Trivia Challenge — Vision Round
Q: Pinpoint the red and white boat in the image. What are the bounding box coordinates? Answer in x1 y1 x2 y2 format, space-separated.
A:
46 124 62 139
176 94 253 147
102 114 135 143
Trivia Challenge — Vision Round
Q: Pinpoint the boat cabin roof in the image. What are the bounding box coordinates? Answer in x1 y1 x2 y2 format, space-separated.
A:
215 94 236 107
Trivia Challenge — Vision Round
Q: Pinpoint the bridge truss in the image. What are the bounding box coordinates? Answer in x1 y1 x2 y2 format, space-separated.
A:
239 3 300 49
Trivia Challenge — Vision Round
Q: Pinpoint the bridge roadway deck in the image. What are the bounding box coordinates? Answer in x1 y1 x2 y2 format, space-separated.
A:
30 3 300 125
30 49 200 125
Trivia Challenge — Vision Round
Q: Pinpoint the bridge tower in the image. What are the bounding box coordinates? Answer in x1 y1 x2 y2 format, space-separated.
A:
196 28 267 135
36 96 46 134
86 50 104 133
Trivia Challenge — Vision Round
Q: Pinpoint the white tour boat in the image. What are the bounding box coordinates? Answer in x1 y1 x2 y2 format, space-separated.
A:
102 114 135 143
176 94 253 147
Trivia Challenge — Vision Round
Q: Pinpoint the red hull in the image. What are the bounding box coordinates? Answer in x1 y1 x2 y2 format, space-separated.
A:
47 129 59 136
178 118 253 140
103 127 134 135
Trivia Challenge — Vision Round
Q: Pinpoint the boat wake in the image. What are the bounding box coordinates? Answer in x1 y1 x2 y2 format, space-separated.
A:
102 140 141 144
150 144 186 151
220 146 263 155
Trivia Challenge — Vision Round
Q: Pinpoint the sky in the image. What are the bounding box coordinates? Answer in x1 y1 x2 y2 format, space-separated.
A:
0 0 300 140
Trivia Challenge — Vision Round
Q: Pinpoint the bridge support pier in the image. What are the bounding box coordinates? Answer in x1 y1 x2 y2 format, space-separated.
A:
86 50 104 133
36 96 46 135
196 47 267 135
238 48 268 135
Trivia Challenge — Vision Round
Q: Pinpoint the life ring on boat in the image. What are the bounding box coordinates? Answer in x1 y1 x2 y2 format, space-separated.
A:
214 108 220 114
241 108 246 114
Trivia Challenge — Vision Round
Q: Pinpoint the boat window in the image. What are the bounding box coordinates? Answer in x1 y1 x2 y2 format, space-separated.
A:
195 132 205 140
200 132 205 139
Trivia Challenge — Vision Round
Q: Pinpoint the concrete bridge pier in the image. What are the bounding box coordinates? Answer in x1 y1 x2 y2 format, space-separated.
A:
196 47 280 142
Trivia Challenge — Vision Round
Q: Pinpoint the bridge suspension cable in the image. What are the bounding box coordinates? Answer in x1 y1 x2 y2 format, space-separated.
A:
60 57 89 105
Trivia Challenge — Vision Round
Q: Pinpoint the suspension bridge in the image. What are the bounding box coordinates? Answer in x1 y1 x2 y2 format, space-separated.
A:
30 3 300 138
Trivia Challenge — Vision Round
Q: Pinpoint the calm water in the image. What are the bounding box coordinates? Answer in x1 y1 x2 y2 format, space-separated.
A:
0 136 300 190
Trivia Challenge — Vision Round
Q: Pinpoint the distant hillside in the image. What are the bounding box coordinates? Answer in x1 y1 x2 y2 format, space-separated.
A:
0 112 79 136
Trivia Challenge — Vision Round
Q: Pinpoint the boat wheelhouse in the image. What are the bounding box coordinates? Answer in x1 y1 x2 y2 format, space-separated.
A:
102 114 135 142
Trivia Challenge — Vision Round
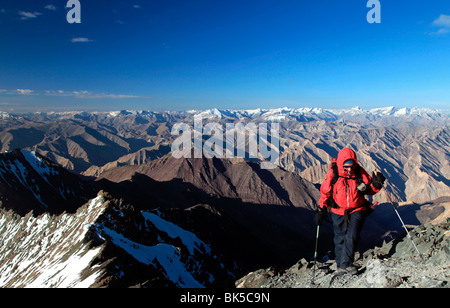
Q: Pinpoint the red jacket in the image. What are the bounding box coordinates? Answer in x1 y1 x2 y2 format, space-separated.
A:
319 148 380 215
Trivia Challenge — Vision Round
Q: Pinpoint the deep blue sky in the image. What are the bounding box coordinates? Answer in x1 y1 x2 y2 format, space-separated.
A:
0 0 450 112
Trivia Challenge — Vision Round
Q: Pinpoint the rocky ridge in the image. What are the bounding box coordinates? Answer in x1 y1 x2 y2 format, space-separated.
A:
236 219 450 288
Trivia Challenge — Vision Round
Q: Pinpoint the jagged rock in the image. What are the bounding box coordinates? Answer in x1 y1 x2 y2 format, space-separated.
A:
237 219 450 288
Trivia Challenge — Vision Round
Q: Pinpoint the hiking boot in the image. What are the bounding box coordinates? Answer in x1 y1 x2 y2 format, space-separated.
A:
335 265 358 276
345 265 358 275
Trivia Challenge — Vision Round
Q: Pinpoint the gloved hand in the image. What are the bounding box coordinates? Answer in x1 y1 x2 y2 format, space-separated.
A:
314 207 327 226
372 171 386 189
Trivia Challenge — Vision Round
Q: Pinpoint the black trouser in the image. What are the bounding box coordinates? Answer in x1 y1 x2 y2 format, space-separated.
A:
331 211 365 268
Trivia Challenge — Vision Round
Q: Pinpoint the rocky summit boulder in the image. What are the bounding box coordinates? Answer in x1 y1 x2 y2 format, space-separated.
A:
236 219 450 288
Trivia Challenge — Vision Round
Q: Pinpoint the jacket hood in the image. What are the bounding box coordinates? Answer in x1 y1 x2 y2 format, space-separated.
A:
336 148 358 175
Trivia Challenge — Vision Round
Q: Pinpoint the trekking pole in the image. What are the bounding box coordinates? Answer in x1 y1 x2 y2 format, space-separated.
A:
374 170 425 261
311 224 320 285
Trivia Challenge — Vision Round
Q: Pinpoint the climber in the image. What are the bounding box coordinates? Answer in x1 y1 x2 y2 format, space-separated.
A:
315 148 386 275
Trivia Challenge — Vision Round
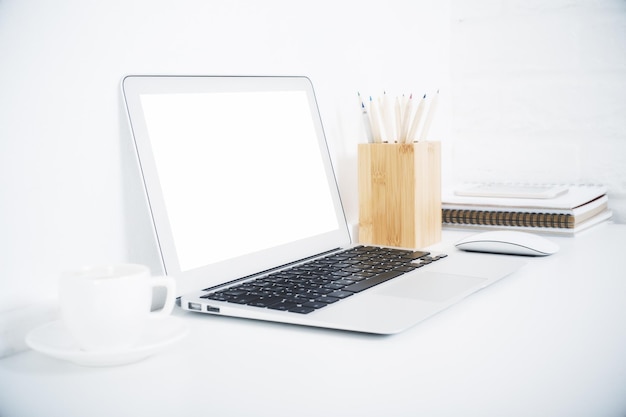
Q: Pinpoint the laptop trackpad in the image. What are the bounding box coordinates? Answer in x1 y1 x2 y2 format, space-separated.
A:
379 272 486 303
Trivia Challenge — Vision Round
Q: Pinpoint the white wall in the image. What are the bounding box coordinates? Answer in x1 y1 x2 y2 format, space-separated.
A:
0 0 450 300
0 0 626 302
449 0 626 223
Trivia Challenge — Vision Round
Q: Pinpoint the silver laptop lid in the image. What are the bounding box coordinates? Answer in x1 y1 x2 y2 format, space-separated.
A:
122 76 350 294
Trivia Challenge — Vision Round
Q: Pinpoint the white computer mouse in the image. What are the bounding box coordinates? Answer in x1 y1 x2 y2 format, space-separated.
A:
455 230 559 256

○ ○ ○ ○

▶ **Goal**
Each entry shown above must be quoted exactly, with its pictures left out.

▶ **Solution to the exercise**
Trivia Challenge — Vision Round
Q: Pinpoint the red and white boat in the image. What are the bounding box coordinates? Answer in x1 y1 x2 y2 format, space-separated.
A:
46 124 62 139
176 94 253 147
102 114 135 143
Trivia Challenge — Vision Round
Q: Pinpoint the boat cabin roof in the image. What are the bounding box coordinates? Answer in x1 y1 x2 y2 format, space-separated.
A:
215 94 236 107
Trivia Challenge — Vision Round
Q: Pinpoint the bridge truss in the image. What are the bounding box coordinates? Answer in x1 y1 x2 y2 format, space-separated.
A:
239 3 300 49
Trivia Challenge — Vision Round
Q: Pinpoint the bridge roadway deck in the image. What are the bounding box coordinates? Answer in x1 y1 x2 y2 format, space-separated.
A:
30 3 300 125
30 49 200 125
Trivia Challenge — Vision Round
Q: Pinpoint the bridge tower in the image. What are the bounding box coordinates? Answer in x1 y1 x2 y2 format, space-separated.
A:
196 28 267 135
36 96 46 134
86 50 104 133
Trivia Challenge — Vision Round
Q: Pinpoint the white tour boat in the image. What are the bounding box coordinates? Answer in x1 y1 x2 y2 format, space-separated.
A:
102 114 135 143
176 94 253 147
Trivia Challenge — Vision Round
Q: Pinpoint the red hull in the image. What are the bounding box coordinates? Answer in x1 y1 x2 y2 format, space-separated.
A:
47 129 59 136
178 118 253 140
103 127 134 135
Trivia Challenge — Vision Round
Q: Pinpoint the boat wake in the image. What are the bounding box coordinates? Answer in x1 y1 x2 y2 format, space-separated.
A:
102 140 141 144
150 144 186 151
220 146 263 155
Trivia Challenge — Vision Round
Q: Pinpoint the sky in the image. What are the bounding box coordinates? Answer in x1 y1 x2 y2 format, space-separated.
A:
0 0 300 140
Trivia Challenge — Vision Round
Q: Pinpoint the bridge support pier in the image. What are the bounding box coordinates? Answer in x1 y1 x2 y2 format, space-separated.
A:
86 50 104 133
36 96 46 135
196 47 267 135
238 48 268 135
Trivia Challenge — Vision Round
Q: Pinpoint the life ring on boat in the image. What are the bounding box coordinates? Answer in x1 y1 x2 y2 format, space-separated.
A:
214 108 220 114
241 108 246 114
Trivia Challenge — Vision Round
Q: Pinpoint the boat window in the image. What are the bounding box coordinates? Answer in x1 y1 x2 y2 format, space-separated.
A:
195 132 205 140
200 132 205 139
Trivia Challenge — Vision Round
Q: Pinpoint the concrete bridge pier in the image. What are the bounding box coordinates? Answer in x1 y1 x2 y2 format, space-separated.
A:
196 47 280 142
Trivia Challenge — Vision Round
Q: Pinpoint the bridge suspension cable in the image. What are the bounding box coordinates? Answer in x1 y1 x2 y2 format, space-separated.
A:
60 57 89 105
Trivia Challenge — Vision Round
Q: Pinpoint the suspension bridge in the image. What are the bounding box coordinates? Answer in x1 y1 x2 y2 format, space-separated.
A:
30 3 300 138
Trivia Challenge — Vision Round
Q: Pinpoint the calm water in the image. What are the bounding box coordinates? Answer in x1 y1 x2 y2 format, space-separated.
A:
0 136 300 190
Trivia Challenge — Vision Round
Q: Pinpoint the distant hillside in the image. What are the bounding box coordinates? Answer in x1 y1 x2 y2 format, space-separated.
A:
0 112 79 136
Trivia Challenge — Vision Round
Q: Pinpoint the boat wheelhouse in the image. What are the bounding box coordinates? Answer in x1 y1 x2 y2 format, space-separated.
A:
102 114 135 142
Trivia Challenge — Vision Round
Q: Pinpoint the red jacket in the image. What are the bounding box coordinates? Answer in x1 y1 x2 y2 format, space-separated.
A:
319 148 380 215
Trivia Challenge — Vision Round
Q: Pinpoint the deep blue sky in the image. What are the bounding box coordinates? Answer in x1 y1 x2 y2 format, space-separated.
A:
0 0 450 112
Trivia Challenge — Vision Round
Q: Pinpoint the rocky ridge in the image. What are the bounding box coordinates? Answer in x1 y1 x2 y2 format, space-separated.
A:
236 219 450 288
Trivia Challenge — Vision Round
Q: Pinpoint the jagged rock in the image. What are the bounding box coordinates? Answer in x1 y1 x2 y2 format, space-separated.
A:
237 219 450 288
Trivia Challenge — Vision Round
Q: Pinpoint the hiking boot in the image. What are the bounding box coordinates? Answer in x1 y1 x2 y2 format, space-separated.
A:
335 265 358 276
345 265 358 275
Trivia Challenge — Vision Round
Q: Pinpoint the gloved hand in the image. What are the bounding box coordinates? Answer in x1 y1 x2 y2 format, space-separated.
A:
314 207 327 226
372 171 386 189
Trivia Challenge — Vision Round
Q: Pinpoint the black trouser in the image. What are the bounding box coordinates? Answer in x1 y1 x2 y2 format, space-separated.
A:
331 211 365 268
Trivia Challenge — Vision Round
Q: Pinpoint the rocky summit boulder in the image. What are the bounding box coordinates? Answer in x1 y1 x2 y2 format, space-separated.
A:
236 219 450 288
Trivia Challenge — Vision Round
Q: Pinpoint the jacket hood in the image. What are the bounding box coordinates? Answer in x1 y1 x2 y2 format, space-separated.
A:
336 148 358 175
Trivia Challenge — Vision Round
Q: Pinpoint the trekking pole in the image. What are the bounding box coordinates? Answer in x1 y1 x2 y2 format, space-separated.
A:
374 170 425 261
311 224 320 285
Trivia Challenge — Vision Round
Q: Pinpoint the climber in the image. What are the bounding box coordinates? Answer in x1 y1 x2 y2 format, space-separated.
A:
315 148 386 275
Trivia Challenge — Vision Round
Q: Pinpoint the laptop trackpad in the image. What are the bounding box coordinates? Answer in x1 y1 x2 y2 format, space-separated.
A:
379 272 486 303
Trivia Challenge — Vision Round
Q: Pinpoint the white wall in the image. What are the bounding box coordinates? Answer in x1 y1 x2 y2 format, space-separated.
A:
0 0 450 300
0 0 626 302
449 0 626 223
Trivia Challenge — Vision Round
Q: Pinpoint the silver laptop lid in the image. What are the bounding box coordinates? Answer in x1 y1 x2 y2 format, space-separated.
A:
122 76 350 294
Trivia Challenge — Vision Round
Q: Pinpoint the white computer mouse in the image. What are the bounding box coordinates? Answer in x1 y1 x2 y2 format, space-separated.
A:
455 230 559 256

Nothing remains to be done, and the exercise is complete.